Posts Tagged Google Cloud Storage

Using the Google Cloud Dataproc WorkflowTemplates API to Automate Spark and Hadoop Workloads on GCP

In the previous post, Big Data Analytics with Java and Python, using Cloud Dataproc, Google’s Fully-Managed Spark and Hadoop Service, we explored Google Cloud Dataproc using the Google Cloud Console as well as the Google Cloud SDK and Cloud Dataproc API. We created clusters, then uploaded and ran Spark and PySpark jobs, then deleted clusters, each as discrete tasks. Although each task could be done via the Dataproc API and therefore automatable, they were independent tasks, without awareness of the previous task’s state.

Screen Shot 2018-12-15 at 11.39.26 PM.png

In this brief follow-up post, we will examine the Cloud Dataproc WorkflowTemplates API to more efficiently and effectively automate Spark and Hadoop workloads. According to Google, the Cloud Dataproc WorkflowTemplates API provides a flexible and easy-to-use mechanism for managing and executing Dataproc workflows. A Workflow Template is a reusable workflow configuration. It defines a graph of jobs with information on where to run those jobs. A Workflow is an operation that runs a Directed Acyclic Graph (DAG) of jobs on a cluster. Shown below, we see one of the Workflows that will be demonstrated in this post, displayed in Spark History Server Web UI.

screen-shot-2018-12-16-at-11.07.29-am.png

Here we see a four-stage DAG of one of the three jobs in the workflow, displayed in Spark History Server Web UI.

screen-shot-2018-12-16-at-11.18.45-am

Workflows are ideal for automating large batches of dynamic Spark and Hadoop jobs, and for long-running and unattended job execution, such as overnight.

Demonstration

Using the Python and Java projects from the previous post, we will first create workflow templates using the just the WorkflowTemplates API. We will create the template, set a managed cluster, add jobs to the template, and instantiate the workflow. Next, we will further optimize and simplify our workflow by using a YAML-based workflow template file. The YAML-based template file eliminates the need to make API calls to set the template’s cluster and add the jobs to the template. Finally, to further enhance the workflow and promote re-use of the template, we will incorporate parameterization. Parameters will allow us to pass parameters (key/value) pairs from the command line to workflow template, and on to the Python script as input arguments.

It is not necessary to use the Google Cloud Console for this post. All steps will be done using Google Cloud SDK shell commands. This means all steps may be automated using CI/CD DevOps tools, like Jenkins and Spinnaker on GKE.

* _Recorded data_:
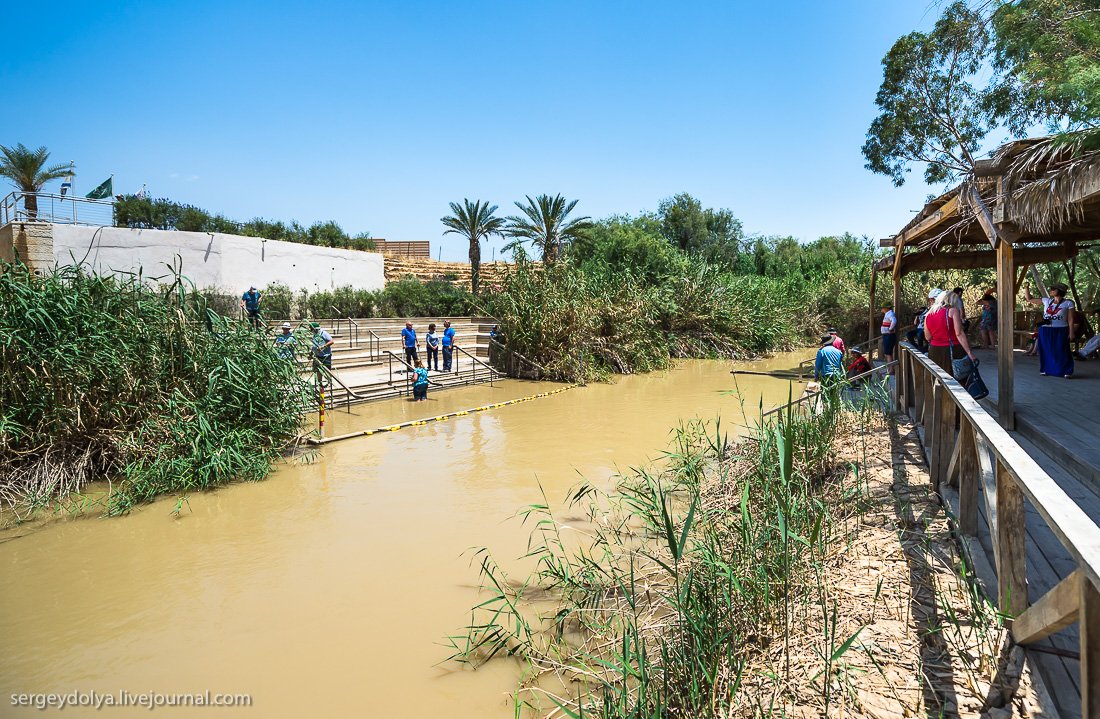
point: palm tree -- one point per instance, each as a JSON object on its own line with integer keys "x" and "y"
{"x": 546, "y": 225}
{"x": 26, "y": 168}
{"x": 475, "y": 221}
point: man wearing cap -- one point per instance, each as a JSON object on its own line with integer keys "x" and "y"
{"x": 837, "y": 342}
{"x": 859, "y": 364}
{"x": 250, "y": 302}
{"x": 322, "y": 345}
{"x": 285, "y": 342}
{"x": 828, "y": 364}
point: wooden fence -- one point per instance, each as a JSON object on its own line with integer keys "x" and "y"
{"x": 968, "y": 450}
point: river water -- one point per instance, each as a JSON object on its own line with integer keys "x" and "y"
{"x": 329, "y": 588}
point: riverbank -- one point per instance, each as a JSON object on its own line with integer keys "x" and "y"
{"x": 806, "y": 571}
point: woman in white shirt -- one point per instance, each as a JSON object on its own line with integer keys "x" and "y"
{"x": 1055, "y": 332}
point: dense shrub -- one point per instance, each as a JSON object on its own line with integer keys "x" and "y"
{"x": 106, "y": 378}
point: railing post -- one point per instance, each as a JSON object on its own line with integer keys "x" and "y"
{"x": 968, "y": 480}
{"x": 1089, "y": 618}
{"x": 1010, "y": 533}
{"x": 931, "y": 417}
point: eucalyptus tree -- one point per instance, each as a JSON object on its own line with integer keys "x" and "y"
{"x": 546, "y": 224}
{"x": 26, "y": 168}
{"x": 930, "y": 109}
{"x": 475, "y": 221}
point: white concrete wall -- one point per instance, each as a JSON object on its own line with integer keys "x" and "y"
{"x": 224, "y": 261}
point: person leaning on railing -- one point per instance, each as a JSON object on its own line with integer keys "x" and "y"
{"x": 943, "y": 328}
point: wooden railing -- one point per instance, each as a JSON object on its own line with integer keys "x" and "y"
{"x": 967, "y": 451}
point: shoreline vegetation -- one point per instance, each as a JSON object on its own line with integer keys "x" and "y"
{"x": 806, "y": 570}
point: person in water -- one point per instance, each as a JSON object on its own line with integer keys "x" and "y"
{"x": 421, "y": 382}
{"x": 828, "y": 364}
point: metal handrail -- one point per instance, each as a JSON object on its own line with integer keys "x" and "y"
{"x": 490, "y": 367}
{"x": 319, "y": 368}
{"x": 48, "y": 202}
{"x": 530, "y": 362}
{"x": 816, "y": 394}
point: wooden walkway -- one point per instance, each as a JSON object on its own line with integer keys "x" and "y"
{"x": 1059, "y": 416}
{"x": 1058, "y": 426}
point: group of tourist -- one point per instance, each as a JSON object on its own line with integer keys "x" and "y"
{"x": 941, "y": 330}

* _What is expected_:
Pick up the post on automating Spark and Hadoop jobs with Dataproc workflow templates after its last sentence, and write the next few paragraphs.

* _Written answer_:
Source Code

All open-sourced code for this post can be found on GitHub within three repositories: dataproc-java-demodataproc-python-demo, and dataproc-workflow-templates. Source code samples are displayed as GitHub Gists, which may not display correctly on all mobile and social media browsers.

WorkflowTemplates API

Always start by ensuring you have the latest Google Cloud SDK updates and are working within the correct Google Cloud project.

gcloud components update

export PROJECT_ID=your-project-id 
gcloud config set project $PROJECT

Set the following variables based on your Google environment. The variables will be reused throughout the post for multiple commands.

export REGION=your-region
export ZONE=your-zone
export BUCKET_NAME=your-bucket

The post assumes you still have the Cloud Storage bucket we created in the previous post. In the bucket, you will need the two Kaggle IBRD CSV files, available on Kaggle, the compiled Java JAR file from the dataproc-java-demo project, and a new Python script, international_loans_dataproc.py, from the dataproc-python-demo project.

screen-shot-2018-12-16-at-12.03.51-pm

Use gsutil with the copy (cp) command to upload the four files to your Storage bucket.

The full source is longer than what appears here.